→ **Exercise description**: Write out the listing below word for word, keeping every line unchanged.

→ **Record excerpts**:

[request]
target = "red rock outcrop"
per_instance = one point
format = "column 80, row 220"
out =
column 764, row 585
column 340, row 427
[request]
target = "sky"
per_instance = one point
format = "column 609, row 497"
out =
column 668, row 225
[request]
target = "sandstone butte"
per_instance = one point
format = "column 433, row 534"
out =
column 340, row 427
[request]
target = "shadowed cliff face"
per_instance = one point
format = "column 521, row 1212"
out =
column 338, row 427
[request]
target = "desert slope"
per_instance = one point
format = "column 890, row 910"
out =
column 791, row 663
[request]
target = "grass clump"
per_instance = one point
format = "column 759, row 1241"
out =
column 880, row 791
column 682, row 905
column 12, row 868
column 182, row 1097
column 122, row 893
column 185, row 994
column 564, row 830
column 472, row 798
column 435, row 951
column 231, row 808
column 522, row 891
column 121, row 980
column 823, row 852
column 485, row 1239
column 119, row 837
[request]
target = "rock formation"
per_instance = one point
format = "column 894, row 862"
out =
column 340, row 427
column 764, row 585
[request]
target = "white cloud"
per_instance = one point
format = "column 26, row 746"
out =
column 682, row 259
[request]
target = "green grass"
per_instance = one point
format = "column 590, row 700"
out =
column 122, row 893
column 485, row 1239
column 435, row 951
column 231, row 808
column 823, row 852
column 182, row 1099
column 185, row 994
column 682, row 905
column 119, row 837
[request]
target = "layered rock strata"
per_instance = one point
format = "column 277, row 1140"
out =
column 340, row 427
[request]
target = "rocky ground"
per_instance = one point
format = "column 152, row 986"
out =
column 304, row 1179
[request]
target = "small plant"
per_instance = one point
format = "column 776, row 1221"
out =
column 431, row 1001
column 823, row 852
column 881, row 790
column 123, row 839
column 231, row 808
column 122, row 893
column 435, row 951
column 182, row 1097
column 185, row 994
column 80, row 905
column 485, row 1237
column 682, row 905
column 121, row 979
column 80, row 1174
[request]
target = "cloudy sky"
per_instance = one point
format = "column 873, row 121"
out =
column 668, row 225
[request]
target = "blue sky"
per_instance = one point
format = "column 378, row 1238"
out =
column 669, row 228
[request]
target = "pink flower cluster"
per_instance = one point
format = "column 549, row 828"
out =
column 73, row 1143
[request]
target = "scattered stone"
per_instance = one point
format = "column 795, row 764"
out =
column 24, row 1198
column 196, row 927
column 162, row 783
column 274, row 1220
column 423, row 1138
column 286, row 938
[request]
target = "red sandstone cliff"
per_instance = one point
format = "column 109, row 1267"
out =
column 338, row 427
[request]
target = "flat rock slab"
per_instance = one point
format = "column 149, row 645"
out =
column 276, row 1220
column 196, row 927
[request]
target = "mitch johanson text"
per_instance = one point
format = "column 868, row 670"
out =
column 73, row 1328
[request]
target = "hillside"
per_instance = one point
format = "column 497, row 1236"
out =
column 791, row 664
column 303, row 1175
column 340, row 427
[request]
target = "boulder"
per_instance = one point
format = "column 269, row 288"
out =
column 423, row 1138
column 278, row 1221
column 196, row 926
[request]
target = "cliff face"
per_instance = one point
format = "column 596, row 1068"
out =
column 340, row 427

→ **The output**:
[request]
target = "red rock outcrop"
per_instance = one point
format = "column 80, row 220"
out =
column 764, row 585
column 340, row 427
[request]
target = "sky"
per_instance = one point
format = "column 609, row 497"
out =
column 668, row 225
[request]
target = "sandstone butte"
per_instance = one point
format = "column 433, row 534"
out =
column 340, row 427
[request]
target = "shadowed cliff face"
per_instance = one point
format = "column 521, row 1212"
out =
column 338, row 427
[request]
target = "desert slope"
per_instance = one point
format = "column 890, row 910"
out =
column 791, row 663
[request]
target = "grass clump"
per_instance = one point
format = "column 759, row 1241"
out =
column 880, row 791
column 682, row 905
column 12, row 868
column 182, row 1097
column 122, row 893
column 185, row 994
column 564, row 830
column 472, row 798
column 435, row 951
column 231, row 808
column 522, row 891
column 121, row 980
column 823, row 852
column 485, row 1239
column 119, row 837
[request]
target = "rock formation"
per_instance = one point
format = "column 894, row 862"
out =
column 340, row 427
column 764, row 585
[request]
target = "white cloud"
per_instance = one point
format = "column 26, row 746"
out =
column 682, row 259
[request]
target = "green grass"
per_instance = one point
format = "column 590, row 700"
out =
column 122, row 893
column 485, row 1239
column 435, row 951
column 231, row 808
column 823, row 852
column 182, row 1099
column 185, row 994
column 682, row 905
column 119, row 837
[request]
target = "layered rock strata"
per_instance = one point
format = "column 277, row 1140"
out =
column 340, row 427
[request]
target = "rocky ground"
per_instance = one point
format = "column 152, row 986"
out =
column 304, row 1179
[request]
target = "small plant"
per_instance = one point
format = "column 776, row 1221"
out =
column 431, row 1001
column 823, row 852
column 881, row 790
column 123, row 839
column 231, row 808
column 122, row 893
column 435, row 951
column 182, row 1097
column 185, row 994
column 80, row 905
column 485, row 1237
column 682, row 905
column 121, row 979
column 80, row 1174
[request]
target = "cloudy sky"
per_instance = one point
format = "column 873, row 121"
out =
column 668, row 225
[request]
target = "blue sky"
per_instance = one point
format = "column 378, row 1238"
out =
column 669, row 228
[request]
target = "pink flower cluster"
per_instance = one point
format = "column 549, row 828"
out =
column 73, row 1143
[request]
target = "scattered stone"
per_instance = one point
format = "column 795, row 764"
out =
column 24, row 1198
column 196, row 927
column 162, row 783
column 274, row 1220
column 423, row 1138
column 286, row 938
[request]
target = "red sandstone cliff"
per_instance = one point
format = "column 109, row 1267"
out =
column 338, row 427
[request]
target = "flat rock slab"
per_instance = one point
format = "column 149, row 645"
out =
column 276, row 1220
column 196, row 927
[request]
target = "mitch johanson text"
per_instance = one point
format = "column 868, row 670"
out =
column 73, row 1328
[request]
target = "hillside"
per_instance = one point
format = "column 497, row 1236"
out =
column 791, row 664
column 303, row 1175
column 340, row 427
[request]
target = "boulder"
per_instance = one point
format = "column 269, row 288"
out =
column 423, row 1138
column 278, row 1221
column 196, row 926
[request]
target = "cliff face"
per_instance = one point
format = "column 596, row 1068"
out =
column 340, row 427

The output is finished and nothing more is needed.